──────── Brano estratto

Ieri la ministra Giannini si è detta sicura nel voler superare il sistema dei test d’ingresso alle facoltà a numero chiuso. L’obiettivo è quello di adottare il sistema francese, sistema che vede una strettoia per gli studenti solo dopo il primo anno di università.
Numerosissime erano state le mobilitazioni negli ultimi mesi contro i test d’ingresso e il loro anticipo al mese di aprile. Centinaia erano state le lettere di aspiranti medici giunte al ministero per protestare contro un sistema che non lascia scampo a chi fallisce il test a crocette. Inoltre da tantissime parti era giunto un grido di allarme per lo stato di salute del sistema sanitario nazionale che, secondo le previsioni, giungerà al collasso entro il 2020 per mancanza di medici ed infermieri.
Senz’altro valutare lo studente in base al percorso compiuto in un anno è più giusto rispetto al compiere una valutazione su un test a crocette che determina l’intero futuro percorso di studi di uno studente, però il problema resta un altro.
Il punto è che il numero chiuso (o il sistema francese) legittima l’università dei tagli e deciderne la modifica dall’alto è solo un atto d’imperio e non di democrazia. Oggi servirebbe costruire un ampio luogo di confronto con le componenti studentesche e accademiche in generale.
Più che parlare di come escludere gli studenti dall’università dovremmo discutere di come includerli, di come garantire un diritto individuale che è stato smantellato con i tagli, l’aumento delle tasse, la riduzione del diritto allo studio. Discutiamo di come riqualificare la didattica, non riducendo il numero di studenti ma aumentando quello dei docenti, costruendo laboratori, disintasando le aule sempre piene per colpa del blocco del turn over (siamo uno dei paesi con docenti più anziani del mondo).

────────────────
──────── Dati forniti

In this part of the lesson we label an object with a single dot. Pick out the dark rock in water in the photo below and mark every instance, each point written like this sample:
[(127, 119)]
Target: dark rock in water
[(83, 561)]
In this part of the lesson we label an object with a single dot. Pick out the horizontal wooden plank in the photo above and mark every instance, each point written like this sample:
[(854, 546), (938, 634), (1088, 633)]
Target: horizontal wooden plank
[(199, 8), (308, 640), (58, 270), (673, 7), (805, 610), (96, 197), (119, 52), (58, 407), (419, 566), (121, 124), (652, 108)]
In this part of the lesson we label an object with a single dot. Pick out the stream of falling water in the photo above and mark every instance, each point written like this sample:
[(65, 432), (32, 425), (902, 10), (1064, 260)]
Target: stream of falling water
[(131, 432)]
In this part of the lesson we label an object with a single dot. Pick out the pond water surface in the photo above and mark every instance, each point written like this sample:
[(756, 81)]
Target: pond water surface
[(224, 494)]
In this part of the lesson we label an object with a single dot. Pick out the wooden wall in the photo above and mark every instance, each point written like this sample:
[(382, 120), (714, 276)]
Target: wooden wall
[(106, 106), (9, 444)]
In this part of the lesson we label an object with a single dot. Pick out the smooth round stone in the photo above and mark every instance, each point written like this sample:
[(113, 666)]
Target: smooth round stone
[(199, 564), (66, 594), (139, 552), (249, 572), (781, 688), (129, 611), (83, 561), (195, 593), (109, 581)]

────────────────

§ Consegna
Prosegua il brano sui test d’ingresso alle facoltà a numero chiuso, continuandolo a partire dall’ultima frase riportata.

§ Dati prodotti
Il nostro Paese è stato bravissimo a promuovere i tagli nell’istruzione, nella salute e nelle politiche di welfare ma è stato incapace di utilizzare i Fondi Sociali Europei che arrivavano da Bruxelles per sostenere le politiche di inclusione sociale. Forse, ad una settimana dalle elezioni europee, sarebbe il caso di discutere di come ripensare gli insensati vincoli di bilancio e come invece tendere al raggiungimento di quegli obiettivi di Europa 2020 che l’Italia ha eluso e l’Europa dimenticato: riduzione degli abbandoni scolastici, aumento del numero di laureati, maggiori investimenti in ricerca.
Che sia all’italiana o alla francese, un sistema di esclusione punta verso una società retta sui privilegi dei pochi e non sui diritti per tutti, che guarda al merito e non alle capacità. A vent’anni dall’avvio di queste politiche è giunto il momento di accettarne il loro fallimento.